● WHAT IS REQUIRED
Continue the passage about Fort Fairfield's possible revenue shortfall, picking up right after its final sentence.

● QUOTED PASSAGE
------------------------------------
Recently, the town office mailed a full color, six page newsletter to all Fort Fairfield taxpayers explaining a potential decrease in town revenue by as much as $812,520—or 31% of its current budget. After having already cut all the excess from their budget over the past several years, they claim there is no more “fat” left to cut.
“Fort Fairfield is a moderate income community with many people living on fixed incomes,” said Fort Fairfield town manager, Dan Foster. “Simply raising taxes to cover this kind of shortfall really isn’t practical for people who are already struggling with their own financial problems.”
This means we may actually have to eliminate some of the services we’ve been providing over the years. We wanted to give them an opportunity to participate in this decision-making process so the town council will have some guidance on which way to proceed.”
------------------------------------
● GIVEN INFORMATION
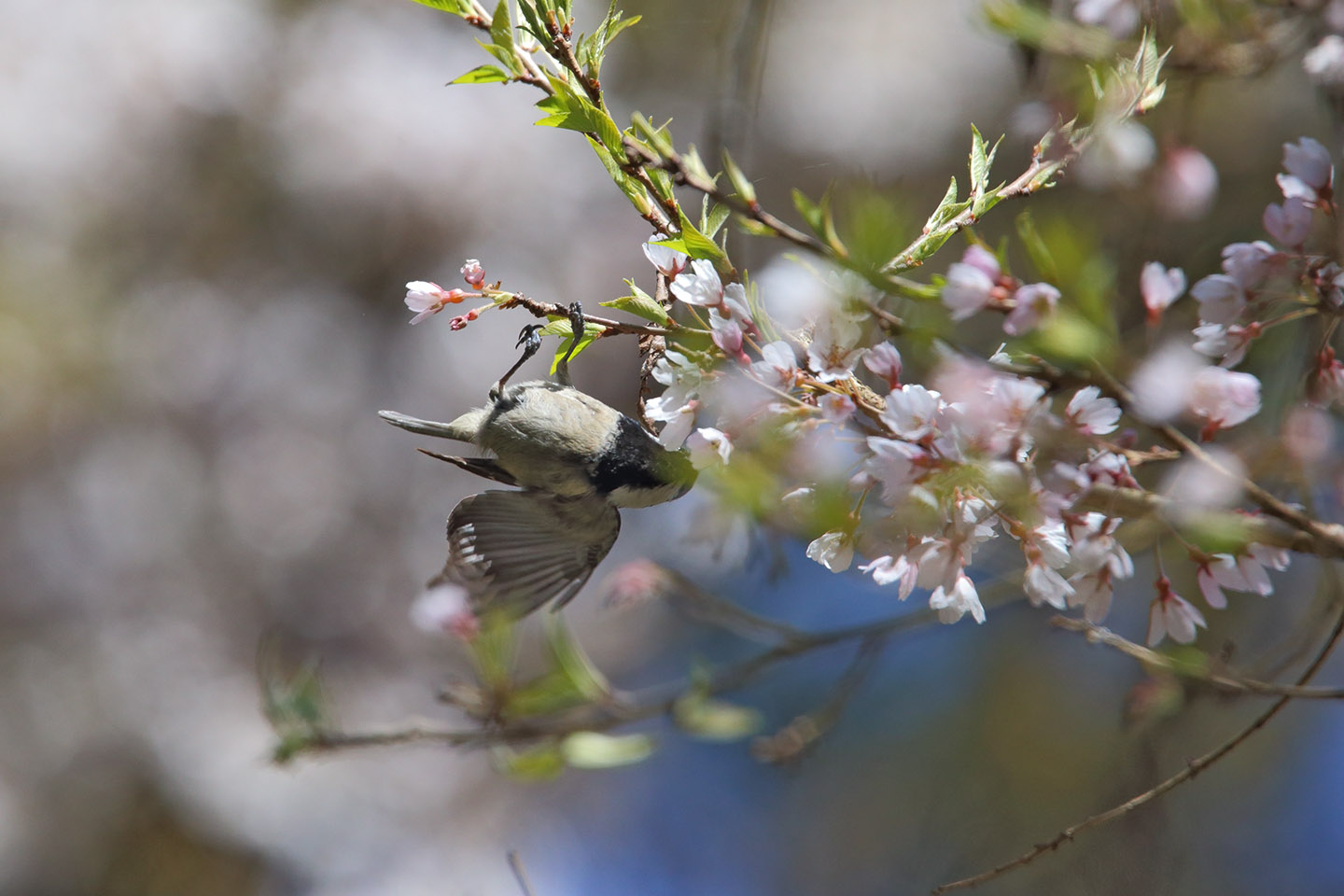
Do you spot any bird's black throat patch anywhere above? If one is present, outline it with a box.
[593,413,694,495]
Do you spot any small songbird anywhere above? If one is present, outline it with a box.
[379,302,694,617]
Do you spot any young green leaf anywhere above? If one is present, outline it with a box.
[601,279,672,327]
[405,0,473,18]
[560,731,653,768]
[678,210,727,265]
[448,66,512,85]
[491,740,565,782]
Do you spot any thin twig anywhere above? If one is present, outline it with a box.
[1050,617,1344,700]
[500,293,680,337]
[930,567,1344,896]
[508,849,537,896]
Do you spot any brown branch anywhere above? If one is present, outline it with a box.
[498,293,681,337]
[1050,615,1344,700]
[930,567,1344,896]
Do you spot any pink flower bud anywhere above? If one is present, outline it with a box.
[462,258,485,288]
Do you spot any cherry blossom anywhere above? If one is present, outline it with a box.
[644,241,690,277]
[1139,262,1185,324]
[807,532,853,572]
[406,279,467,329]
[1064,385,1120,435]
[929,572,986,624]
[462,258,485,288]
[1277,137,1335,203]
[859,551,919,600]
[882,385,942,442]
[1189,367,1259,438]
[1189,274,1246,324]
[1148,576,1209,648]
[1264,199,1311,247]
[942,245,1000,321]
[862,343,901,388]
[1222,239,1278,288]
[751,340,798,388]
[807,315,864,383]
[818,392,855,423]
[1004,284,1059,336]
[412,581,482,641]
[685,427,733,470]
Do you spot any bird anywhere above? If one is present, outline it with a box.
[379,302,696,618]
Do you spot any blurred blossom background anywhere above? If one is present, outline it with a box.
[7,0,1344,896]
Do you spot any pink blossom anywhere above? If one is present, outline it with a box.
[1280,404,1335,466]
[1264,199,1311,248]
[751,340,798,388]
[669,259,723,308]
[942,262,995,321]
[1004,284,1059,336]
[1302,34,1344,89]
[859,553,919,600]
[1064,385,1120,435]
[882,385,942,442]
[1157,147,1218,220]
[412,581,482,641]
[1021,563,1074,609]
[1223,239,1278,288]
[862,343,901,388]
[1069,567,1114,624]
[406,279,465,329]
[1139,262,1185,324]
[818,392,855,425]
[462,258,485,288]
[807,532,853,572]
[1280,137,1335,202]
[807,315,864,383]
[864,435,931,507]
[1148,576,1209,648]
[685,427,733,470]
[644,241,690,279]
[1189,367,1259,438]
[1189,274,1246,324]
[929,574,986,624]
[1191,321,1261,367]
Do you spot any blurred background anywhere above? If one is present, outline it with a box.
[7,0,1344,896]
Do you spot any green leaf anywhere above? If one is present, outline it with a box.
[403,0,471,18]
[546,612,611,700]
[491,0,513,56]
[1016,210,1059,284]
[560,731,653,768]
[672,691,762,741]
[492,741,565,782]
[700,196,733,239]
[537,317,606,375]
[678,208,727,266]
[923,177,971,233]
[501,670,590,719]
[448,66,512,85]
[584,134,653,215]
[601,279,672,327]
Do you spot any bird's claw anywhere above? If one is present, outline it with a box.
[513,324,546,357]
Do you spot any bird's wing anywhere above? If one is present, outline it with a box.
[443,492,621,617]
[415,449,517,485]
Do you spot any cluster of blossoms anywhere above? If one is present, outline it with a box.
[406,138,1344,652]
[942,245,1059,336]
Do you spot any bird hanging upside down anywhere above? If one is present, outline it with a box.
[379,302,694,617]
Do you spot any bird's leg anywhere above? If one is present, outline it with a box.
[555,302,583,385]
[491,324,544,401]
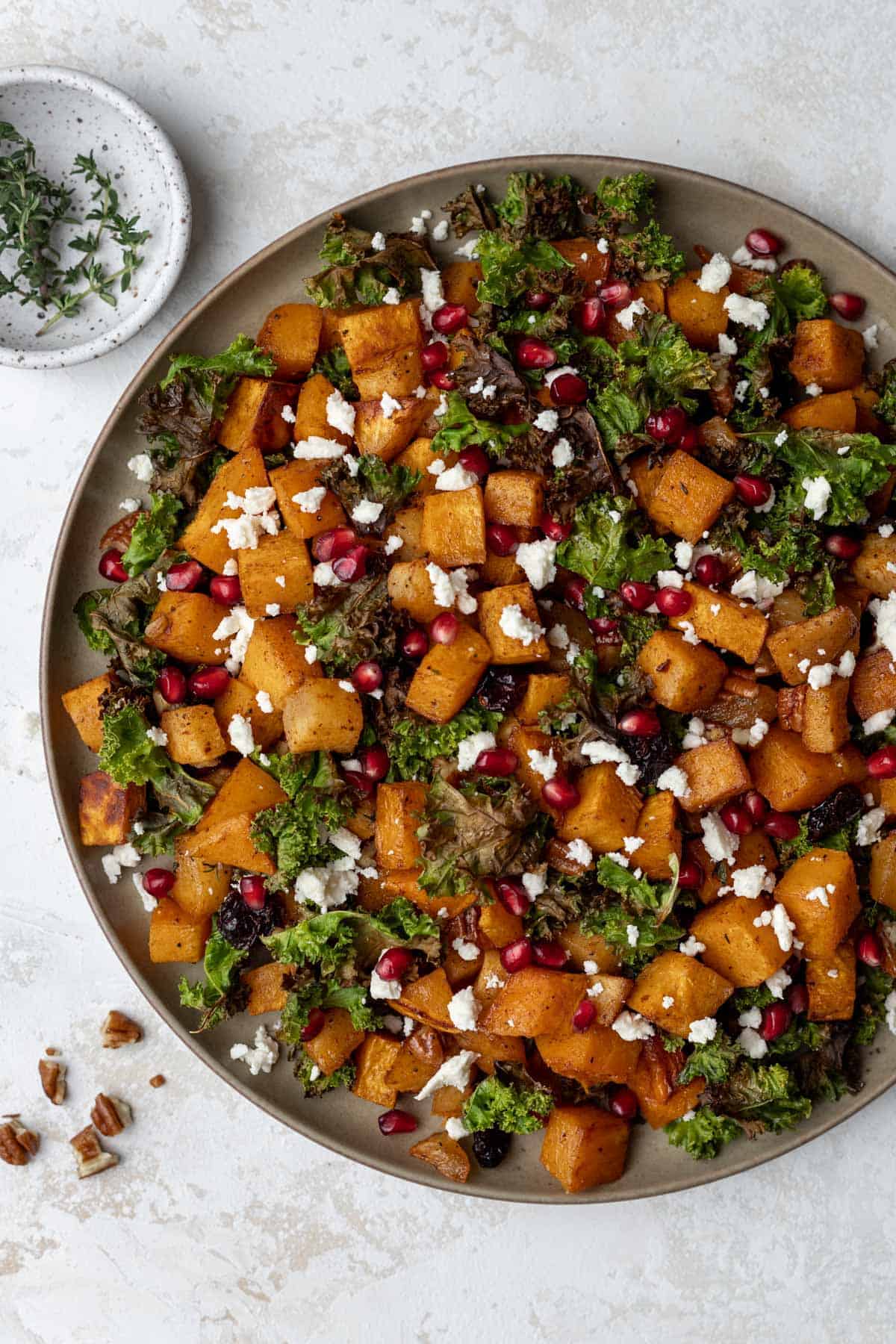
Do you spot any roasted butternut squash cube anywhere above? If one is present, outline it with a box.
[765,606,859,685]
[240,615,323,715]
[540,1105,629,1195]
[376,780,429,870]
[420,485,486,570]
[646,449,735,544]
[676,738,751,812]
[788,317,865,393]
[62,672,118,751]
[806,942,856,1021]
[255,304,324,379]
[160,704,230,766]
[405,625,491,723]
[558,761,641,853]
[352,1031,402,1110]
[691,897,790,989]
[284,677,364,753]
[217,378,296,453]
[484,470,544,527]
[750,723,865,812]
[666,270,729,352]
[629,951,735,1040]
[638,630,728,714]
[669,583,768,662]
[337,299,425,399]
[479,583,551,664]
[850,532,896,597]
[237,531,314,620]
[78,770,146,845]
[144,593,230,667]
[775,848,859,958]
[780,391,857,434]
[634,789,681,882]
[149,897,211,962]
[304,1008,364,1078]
------------------------------------
● TASK ANSWER
One of the most efficiently run departments of the town is the Public Works department which, among other things, takes care of building, maintaining and plowing the 100 miles of town-owned roads. Neighboring Presque Isle maintains about the same road mileage as Fort Fairfield does, but does so at over twice the expense to its taxpayers. For example, It costs Fort Fairfield on average $9,555.77 per mile, per year to maintain their roads, but Presque Isle charges their taxpayers $19,895.81 per mile per year for essentially the same service.
The Fire Department, which is primarily all volunteer, is merged and shares costs with Limestone and Loring Development Authority. Fort’s Fire Department only costs taxpayers $29.37 per citizen per year while Presque Isle’s costs its taxpayers $133.01 per citizen per year. Other town departments have similar cost savings compared to other towns in the area so there really isn’t much more money that can be taken out of their budgets while still expecting them to maintain their level of service to the community.
The town spends $2,637,518 on its annual budget, of which it receives $1,341,426 in local property taxes. This leaves $1,296,092 that is derived from other sources, such as revenue sharing from the State, which is now dwindling due to the depression.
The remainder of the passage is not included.